- YOUR TASK
Can you update the excerpt on hospitalist care, starting at "While the findings" and ending at "needed, they concluded.", so that "editorial" is replaced with "commentary"?

- EXTRACT PROVIDED
Study limitations included that only patients on Medicare with an identified PCP and a medical diagnosis were included, thus results might not be generalizable to other kinds of patients. Still, the study's findings indicate that the apparent savings in hospital costs due to hospitalist care is in fact a shifting (and increase) of costs to the post-discharge period, the authors wrote. “If applied to the approximate 25% of Medicare admissions cared for by hospitalists, this represents more than $1.1 billion in additional Medicare costs annually,” they wrote. Hospitalists may be more prone to behaviors that promote cost shifting, they added, but current efforts toward bundling of payments should reduce incentives for these behaviors.

While the findings raise the question of whether hospitalists discharge their patients “more quickly but less appropriately,” such that they bounce back, the results must be interpreted cautiously, as the study examined hospitalizations before the time when 30-day readmissions was a quality benchmark, the authors of an accompanying editorial noted. As for why hospitalist care is associated with greater use of postdischarge services, it may be because hospitalists are under pressure to shorten length of stay, and thus discharge sicker patients, or that they lack knowledge of outpatient services, they wrote. Ultimately, many questions remain unanswered, and more studies that follow patients through their course of care are needed, they concluded.

- THE DATA
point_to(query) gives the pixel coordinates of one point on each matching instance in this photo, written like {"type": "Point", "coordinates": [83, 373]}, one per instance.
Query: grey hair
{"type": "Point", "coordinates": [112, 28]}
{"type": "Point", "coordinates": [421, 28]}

- EXERCISE RESPONSE
While the findings raise the question of whether hospitalists discharge their patients “more quickly but less appropriately,” such that they bounce back, the results must be interpreted cautiously, as the study examined hospitalizations before the time when 30-day readmissions was a quality benchmark, the authors of an accompanying commentary noted. As for why hospitalist care is associated with greater use of postdischarge services, it may be because hospitalists are under pressure to shorten length of stay, and thus discharge sicker patients, or that they lack knowledge of outpatient services, they wrote. Ultimately, many questions remain unanswered, and more studies that follow patients through their course of care are needed, they concluded.